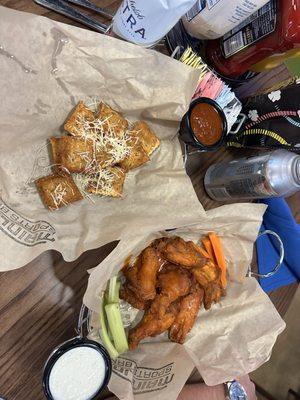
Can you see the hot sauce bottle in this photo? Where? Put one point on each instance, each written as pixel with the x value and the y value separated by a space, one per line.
pixel 273 29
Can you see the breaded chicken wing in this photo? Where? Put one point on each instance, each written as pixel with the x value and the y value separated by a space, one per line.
pixel 209 278
pixel 150 325
pixel 212 294
pixel 128 295
pixel 180 252
pixel 206 274
pixel 185 319
pixel 173 282
pixel 141 277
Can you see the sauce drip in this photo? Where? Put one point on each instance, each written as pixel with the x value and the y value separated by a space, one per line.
pixel 206 124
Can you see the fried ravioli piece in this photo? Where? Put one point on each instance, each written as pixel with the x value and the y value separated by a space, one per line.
pixel 55 150
pixel 107 182
pixel 128 295
pixel 137 157
pixel 112 120
pixel 74 124
pixel 150 325
pixel 188 310
pixel 146 137
pixel 77 155
pixel 57 191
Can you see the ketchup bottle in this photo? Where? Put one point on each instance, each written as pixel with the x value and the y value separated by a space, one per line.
pixel 273 29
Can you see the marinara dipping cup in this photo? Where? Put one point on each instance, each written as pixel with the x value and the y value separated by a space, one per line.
pixel 204 126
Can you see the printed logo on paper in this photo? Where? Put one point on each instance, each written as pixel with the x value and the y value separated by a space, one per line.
pixel 23 230
pixel 143 380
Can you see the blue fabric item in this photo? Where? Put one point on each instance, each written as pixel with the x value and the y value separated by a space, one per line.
pixel 279 219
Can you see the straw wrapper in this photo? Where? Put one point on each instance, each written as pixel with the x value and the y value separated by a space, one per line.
pixel 41 80
pixel 233 338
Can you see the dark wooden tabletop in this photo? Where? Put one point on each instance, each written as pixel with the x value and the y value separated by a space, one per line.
pixel 39 303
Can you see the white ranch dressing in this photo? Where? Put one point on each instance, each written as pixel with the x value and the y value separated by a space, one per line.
pixel 77 374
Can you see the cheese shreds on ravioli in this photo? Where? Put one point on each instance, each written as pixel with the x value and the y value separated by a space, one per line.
pixel 107 182
pixel 57 191
pixel 75 123
pixel 112 120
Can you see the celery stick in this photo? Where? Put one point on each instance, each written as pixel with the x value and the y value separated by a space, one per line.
pixel 116 327
pixel 117 298
pixel 112 289
pixel 105 337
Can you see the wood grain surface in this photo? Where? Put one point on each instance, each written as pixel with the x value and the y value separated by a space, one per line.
pixel 39 303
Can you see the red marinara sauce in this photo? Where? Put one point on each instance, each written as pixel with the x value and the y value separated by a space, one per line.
pixel 206 124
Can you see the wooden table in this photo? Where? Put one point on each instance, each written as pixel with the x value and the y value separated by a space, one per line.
pixel 39 304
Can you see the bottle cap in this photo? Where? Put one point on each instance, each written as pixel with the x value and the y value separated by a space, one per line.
pixel 296 170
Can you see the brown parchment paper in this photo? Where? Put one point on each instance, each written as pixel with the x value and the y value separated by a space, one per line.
pixel 233 338
pixel 45 68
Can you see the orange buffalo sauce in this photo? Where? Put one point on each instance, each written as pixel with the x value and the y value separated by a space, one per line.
pixel 206 123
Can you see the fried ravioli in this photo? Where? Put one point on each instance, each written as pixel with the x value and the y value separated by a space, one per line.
pixel 75 123
pixel 57 191
pixel 113 121
pixel 107 182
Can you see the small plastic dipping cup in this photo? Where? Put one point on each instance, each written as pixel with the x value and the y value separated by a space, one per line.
pixel 204 126
pixel 79 369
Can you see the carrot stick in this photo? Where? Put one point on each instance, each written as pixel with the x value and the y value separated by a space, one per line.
pixel 201 251
pixel 218 252
pixel 208 247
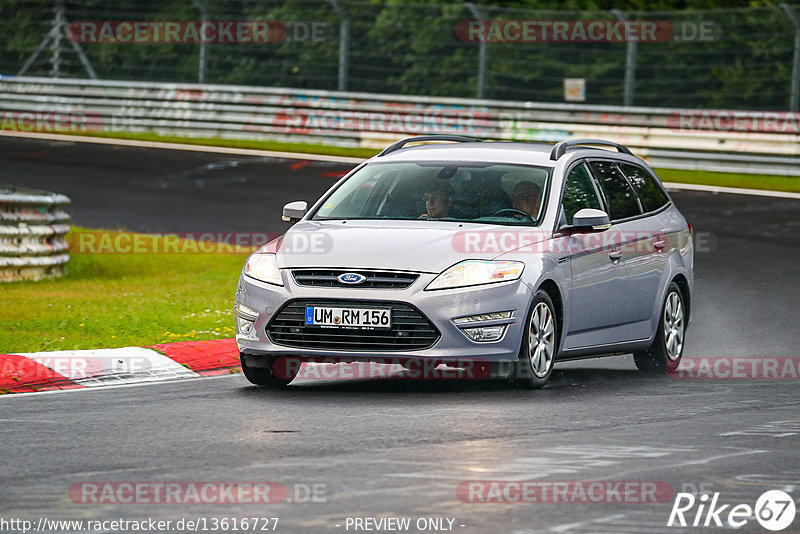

+ + + +

Exercise aim
Above are the records. Copy exactly, and only, the lines from the line containing "Can you see the carrot" through the last one, omitting any pictures.

Exercise answer
Can you see the carrot stick in this photo? Where? Put one point on each instance, each written as pixel with the x value and the y value separated by a space, one per line.
pixel 201 251
pixel 218 252
pixel 208 247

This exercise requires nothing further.